GOAL OF THE EXERCISE: Rewrite the material from its start through the line holding "positive clicks: (71, 52)", inclusive, swapping "positive clicks" for "foreground clicks" and changing nothing else. Leave the pictures out.

[DATA FOR THIS TASK Boundary: Start]

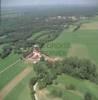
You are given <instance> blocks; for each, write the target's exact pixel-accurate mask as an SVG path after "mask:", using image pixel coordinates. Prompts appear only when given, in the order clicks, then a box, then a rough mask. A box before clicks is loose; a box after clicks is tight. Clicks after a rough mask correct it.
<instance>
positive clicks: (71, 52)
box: [67, 44, 89, 58]
mask: <svg viewBox="0 0 98 100" xmlns="http://www.w3.org/2000/svg"><path fill="white" fill-rule="evenodd" d="M67 57H78V58H89V54H88V50H87V48H86V46H85V45H82V44H72V45H71V47H70V49H69V51H68V54H67Z"/></svg>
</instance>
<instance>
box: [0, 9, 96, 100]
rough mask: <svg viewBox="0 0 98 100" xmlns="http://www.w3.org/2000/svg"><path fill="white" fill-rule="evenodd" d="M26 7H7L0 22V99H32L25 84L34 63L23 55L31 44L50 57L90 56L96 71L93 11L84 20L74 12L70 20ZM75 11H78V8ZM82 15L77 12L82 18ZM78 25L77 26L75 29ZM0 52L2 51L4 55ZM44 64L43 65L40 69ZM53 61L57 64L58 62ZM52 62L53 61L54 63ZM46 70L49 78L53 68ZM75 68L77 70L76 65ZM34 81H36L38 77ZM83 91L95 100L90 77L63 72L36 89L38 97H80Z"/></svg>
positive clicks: (55, 57) (82, 92)
mask: <svg viewBox="0 0 98 100" xmlns="http://www.w3.org/2000/svg"><path fill="white" fill-rule="evenodd" d="M42 9H43V8H42ZM71 9H72V8H71ZM71 9H70V10H71ZM75 9H76V8H75ZM18 10H19V9H18ZM29 10H30V9H28V11H23V15H22V14H21V12H22V9H21V11H19V12H17V11H16V12H14V10H12V11H10V10H9V14H8V15H7V14H4V15H3V18H2V19H3V22H4V23H2V30H0V100H32V96H31V91H30V86H29V85H30V80H31V78H33V77H34V76H35V77H36V76H37V75H36V73H35V72H34V65H33V64H28V63H27V62H26V61H25V60H24V59H23V57H24V55H25V54H26V53H30V52H29V51H31V50H33V45H34V44H38V45H39V49H40V47H41V50H40V52H41V54H43V55H47V57H50V58H52V59H53V60H54V58H67V57H77V58H80V59H81V58H82V59H84V58H86V59H90V60H91V61H92V62H94V63H95V64H96V65H97V72H98V16H97V15H95V17H92V16H90V17H89V16H88V17H84V18H85V20H83V19H82V20H81V18H77V17H76V16H78V15H77V14H76V15H74V16H73V17H75V18H76V19H77V20H76V21H75V20H74V21H73V20H72V19H71V17H72V16H70V15H68V16H67V15H64V16H57V14H56V15H55V14H54V16H55V17H52V15H51V16H50V15H49V14H48V15H47V16H46V15H43V16H42V14H44V13H46V11H45V12H43V13H41V12H39V13H38V15H39V17H36V16H38V15H37V14H36V11H35V9H34V13H32V10H30V11H29ZM84 10H85V8H84ZM54 12H55V11H53V12H52V13H54ZM57 12H58V11H57V9H56V13H57ZM59 12H61V10H60V11H59ZM5 13H7V12H5ZM47 13H48V12H47ZM62 13H63V12H62ZM78 13H80V12H79V11H78ZM34 14H35V15H36V16H35V15H34ZM40 14H41V15H40ZM92 14H93V11H92ZM83 16H84V15H83ZM83 16H82V15H81V17H82V18H83ZM85 16H86V15H85ZM67 19H68V20H67ZM67 26H68V27H67ZM78 26H80V27H79V28H78V29H77V30H75V29H76V28H77V27H78ZM10 51H11V52H10ZM6 53H8V54H6ZM2 54H5V56H4V58H3V57H2ZM44 58H45V57H44ZM32 62H33V61H32ZM51 62H52V61H50V63H51ZM52 63H53V62H52ZM40 64H42V63H40ZM40 64H39V65H40ZM48 64H49V63H47V64H46V65H45V66H43V70H44V67H46V66H47V65H48ZM56 64H58V65H59V62H58V63H56ZM43 65H44V63H43ZM50 65H51V64H50ZM51 66H52V65H51ZM56 66H57V65H56ZM56 66H55V65H54V67H56ZM60 66H62V65H60ZM63 66H64V65H63ZM83 66H84V65H83ZM64 67H66V66H64ZM68 67H69V66H68ZM84 67H85V66H84ZM84 67H83V68H84ZM81 69H82V68H81ZM81 69H80V70H81ZM36 70H37V68H36ZM43 70H41V68H39V72H40V71H42V72H43V73H42V74H41V75H42V76H41V77H43V75H44V71H45V70H47V69H45V70H44V71H43ZM48 70H49V71H46V72H45V74H47V75H46V77H45V78H46V80H48V81H50V80H51V77H52V78H53V76H55V74H57V73H53V76H52V73H51V72H53V71H54V70H55V69H54V70H53V71H51V69H48ZM77 70H78V72H79V69H77ZM84 70H85V68H84ZM57 71H58V72H59V73H60V71H61V70H60V69H58V68H57ZM72 71H73V70H72ZM48 73H49V74H48ZM37 74H38V73H37ZM50 74H51V75H50ZM82 74H83V73H82ZM48 75H50V76H51V77H48ZM76 75H77V74H76ZM94 75H95V74H94ZM77 76H78V75H77ZM92 77H93V76H92ZM37 78H38V77H37ZM48 78H50V80H49V79H48ZM41 79H42V78H41ZM84 79H85V78H84ZM42 80H43V79H42ZM37 81H38V82H39V83H40V80H37ZM37 81H36V82H37ZM32 84H33V83H32ZM46 84H47V83H46ZM46 84H44V85H46ZM41 85H43V84H41ZM43 87H44V86H43ZM33 89H34V88H33ZM58 90H59V91H58ZM56 93H57V94H56ZM86 93H91V95H92V100H98V85H97V84H95V83H93V82H91V80H90V81H89V80H82V79H81V78H79V79H78V78H75V77H74V76H73V77H72V76H71V75H69V74H68V75H67V74H65V73H63V74H60V75H58V76H57V78H55V79H54V80H52V83H51V85H49V84H48V85H47V87H45V88H44V89H42V90H39V100H84V97H85V94H86ZM32 94H33V93H32ZM60 97H61V98H60Z"/></svg>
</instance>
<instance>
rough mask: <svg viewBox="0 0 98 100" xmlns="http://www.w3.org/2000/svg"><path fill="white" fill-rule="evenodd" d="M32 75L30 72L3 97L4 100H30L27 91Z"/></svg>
mask: <svg viewBox="0 0 98 100" xmlns="http://www.w3.org/2000/svg"><path fill="white" fill-rule="evenodd" d="M33 75H34V72H31V73H30V74H29V75H28V76H27V77H26V78H25V79H23V81H22V82H20V83H19V84H18V85H17V86H16V87H15V88H14V89H13V90H12V91H11V92H10V93H9V94H8V95H7V96H6V97H5V99H4V100H32V99H31V95H30V89H29V81H30V79H31V78H32V76H33Z"/></svg>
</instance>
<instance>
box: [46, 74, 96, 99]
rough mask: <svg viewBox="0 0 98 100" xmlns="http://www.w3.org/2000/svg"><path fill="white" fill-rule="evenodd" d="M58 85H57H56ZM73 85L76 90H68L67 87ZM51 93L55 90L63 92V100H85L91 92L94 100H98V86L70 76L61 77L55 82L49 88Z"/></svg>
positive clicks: (84, 80)
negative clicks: (88, 94) (79, 79)
mask: <svg viewBox="0 0 98 100" xmlns="http://www.w3.org/2000/svg"><path fill="white" fill-rule="evenodd" d="M55 83H56V84H55ZM69 85H73V86H74V87H75V90H70V89H66V87H67V86H69ZM47 89H48V90H49V91H50V93H51V92H52V91H53V90H60V91H63V96H62V98H63V100H66V99H67V100H72V97H73V100H84V95H85V93H87V92H89V93H91V94H92V95H93V99H92V100H97V99H98V95H97V93H98V86H97V85H96V84H93V83H91V82H89V81H86V80H84V81H83V80H79V79H75V78H73V77H70V76H68V75H61V76H59V77H58V78H57V79H56V80H55V81H54V84H52V85H50V86H48V88H47Z"/></svg>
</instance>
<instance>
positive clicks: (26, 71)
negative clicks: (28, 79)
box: [0, 67, 32, 100]
mask: <svg viewBox="0 0 98 100" xmlns="http://www.w3.org/2000/svg"><path fill="white" fill-rule="evenodd" d="M31 71H32V68H31V67H27V68H25V69H24V70H23V71H22V72H21V73H20V74H19V75H17V76H16V77H15V78H14V79H13V80H12V81H10V82H9V83H8V84H7V85H6V86H5V87H4V88H3V89H2V90H1V91H0V100H3V99H4V97H6V96H7V95H8V93H10V92H11V91H12V90H13V89H14V88H15V86H17V85H18V84H19V82H21V80H23V79H24V78H25V77H26V76H27V75H28V74H29V73H30V72H31Z"/></svg>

[DATA FOR THIS TASK Boundary: End]

ANSWER SPACE:
You are given <instance> blocks; for each, write the target's exact pixel-accurate mask as an SVG path after "mask:", using image pixel coordinates. Prompts appear only when given, in the order clicks, then a box, then a rough mask. A box before clicks is loose; a box after clicks is tight. Clicks after a rough mask correct it.
<instance>
foreground clicks: (71, 52)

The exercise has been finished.